**TASK BRIEF:**
Starting at the line that holds "Reviewer note: confirm one keypoint per instance of the clear", set down each line through the end of the listing, exactly as written and with nothing added.

**GIVEN DATA:**
%%

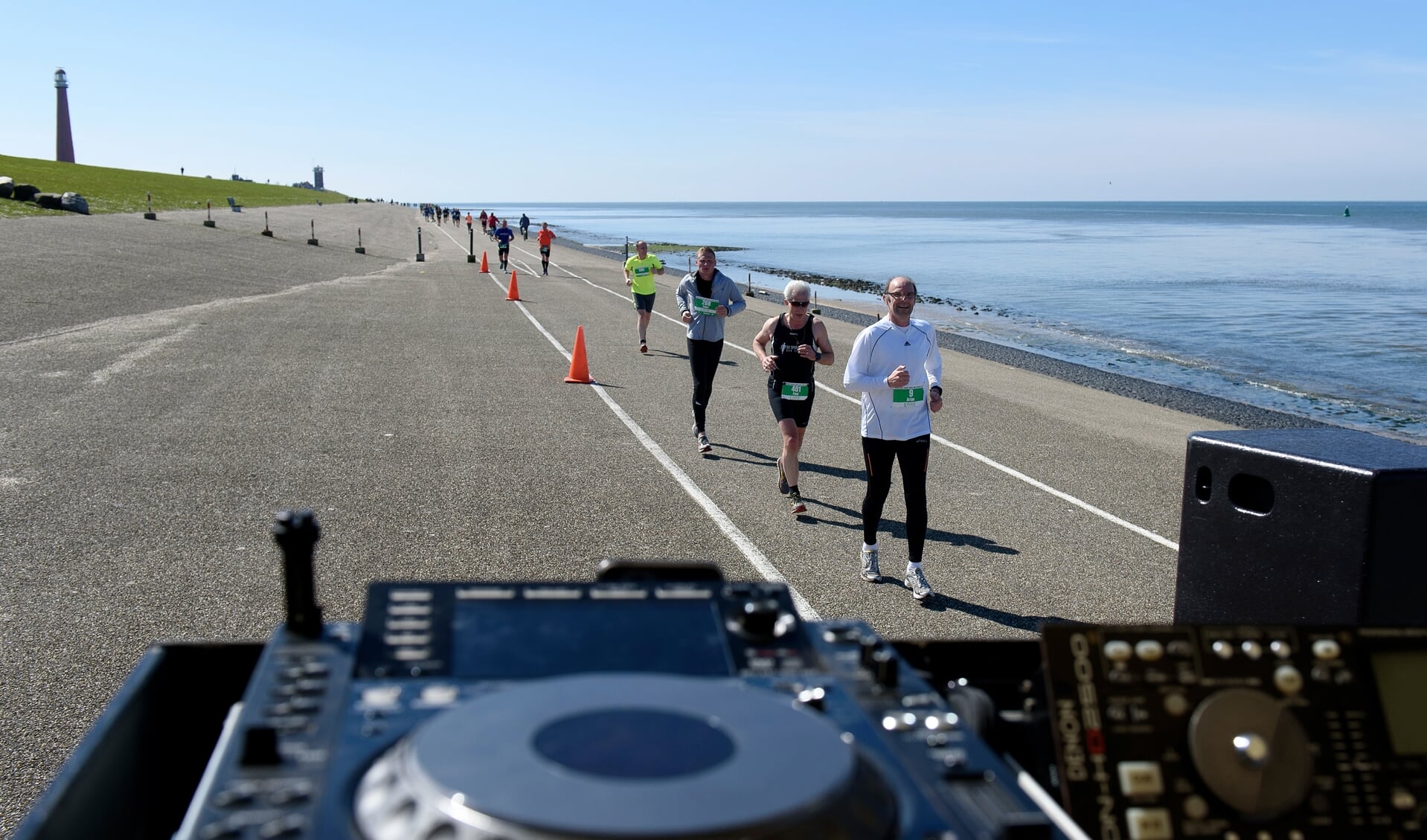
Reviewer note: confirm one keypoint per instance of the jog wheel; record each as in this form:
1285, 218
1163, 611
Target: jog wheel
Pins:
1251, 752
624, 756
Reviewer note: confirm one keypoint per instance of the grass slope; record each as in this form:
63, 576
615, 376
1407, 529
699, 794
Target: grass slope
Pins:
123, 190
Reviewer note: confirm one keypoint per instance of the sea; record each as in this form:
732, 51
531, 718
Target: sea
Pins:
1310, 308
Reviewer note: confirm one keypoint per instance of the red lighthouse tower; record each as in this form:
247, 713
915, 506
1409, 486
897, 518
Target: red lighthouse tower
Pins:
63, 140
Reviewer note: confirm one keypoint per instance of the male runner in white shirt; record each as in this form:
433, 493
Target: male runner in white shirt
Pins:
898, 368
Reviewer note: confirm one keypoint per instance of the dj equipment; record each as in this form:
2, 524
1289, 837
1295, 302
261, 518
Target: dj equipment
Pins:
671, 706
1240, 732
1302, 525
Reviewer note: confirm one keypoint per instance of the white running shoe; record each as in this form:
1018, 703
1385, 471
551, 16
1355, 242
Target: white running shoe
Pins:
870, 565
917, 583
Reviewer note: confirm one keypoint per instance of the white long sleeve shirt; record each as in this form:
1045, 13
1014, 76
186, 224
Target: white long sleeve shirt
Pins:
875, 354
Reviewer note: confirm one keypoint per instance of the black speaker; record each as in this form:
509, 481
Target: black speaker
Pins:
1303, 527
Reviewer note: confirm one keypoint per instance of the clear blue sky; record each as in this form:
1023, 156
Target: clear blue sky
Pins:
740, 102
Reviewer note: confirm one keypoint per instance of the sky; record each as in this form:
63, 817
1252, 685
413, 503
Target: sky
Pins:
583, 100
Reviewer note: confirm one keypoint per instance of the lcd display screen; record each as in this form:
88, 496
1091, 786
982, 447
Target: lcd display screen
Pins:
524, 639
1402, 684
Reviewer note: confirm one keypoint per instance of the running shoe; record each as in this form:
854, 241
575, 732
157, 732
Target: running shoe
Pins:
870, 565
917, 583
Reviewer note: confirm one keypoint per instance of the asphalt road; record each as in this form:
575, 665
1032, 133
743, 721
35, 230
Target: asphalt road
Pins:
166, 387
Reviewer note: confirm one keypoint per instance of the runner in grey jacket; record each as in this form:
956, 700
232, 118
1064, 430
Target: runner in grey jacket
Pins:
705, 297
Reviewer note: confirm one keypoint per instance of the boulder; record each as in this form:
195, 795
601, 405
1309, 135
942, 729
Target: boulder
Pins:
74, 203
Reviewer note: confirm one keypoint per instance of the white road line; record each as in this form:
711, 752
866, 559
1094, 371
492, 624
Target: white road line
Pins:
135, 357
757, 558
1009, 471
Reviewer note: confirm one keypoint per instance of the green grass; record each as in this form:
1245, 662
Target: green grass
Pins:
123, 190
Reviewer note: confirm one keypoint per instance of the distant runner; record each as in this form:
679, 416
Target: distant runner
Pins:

%%

**RESPONSE:**
Reviewer note: confirm one keypoint per instance of the clear blue sky; record each as in this form:
1023, 156
Target: clear blue sky
Pins:
740, 102
Reviewer note: confirm one keypoint per instance of the sky; record each as in this form:
63, 817
1252, 685
413, 503
Target: sky
Pins:
583, 100
Reviewer note: confirm one keypoint per instance of the lcd display screen; record each as in this form:
88, 496
1091, 786
982, 447
Target: lcd display screen
Pins:
524, 639
1402, 684
Reviewer note: confirm one keypoint per instance of the running shoe; record each as in this form:
854, 241
575, 732
157, 732
Target: running shoe
Pins:
870, 565
917, 583
Reviewer note: confirm one keypoint per instance of the asphalt road; record each as in this form:
575, 665
1032, 133
743, 721
35, 230
Target: asphalt road
Pins:
166, 387
Reviewer note: confirm one keypoint per instance of the runner in grey jacket; record each as in this form:
956, 700
232, 118
1064, 430
Target: runner in grey jacket
Pins:
705, 297
Reviewer note: confirm one keypoint per instance of the boulder; record each as in this form:
195, 795
601, 405
1309, 135
942, 729
Target: boulder
Pins:
74, 203
Reviewer note: confirm one keypoint per instance of the white road line; record each as in this form:
711, 752
866, 559
1094, 371
492, 624
Target: white road line
Pins:
135, 357
757, 558
1009, 471
Reviewer note: confirm one keypoint per instance of the green grass; record each as in this form:
1245, 662
Target: green grass
Pins:
123, 190
Reviewer note: confirm one keypoint per instance of the distant runner; record each as in this form:
679, 416
Target: distant runner
Pins:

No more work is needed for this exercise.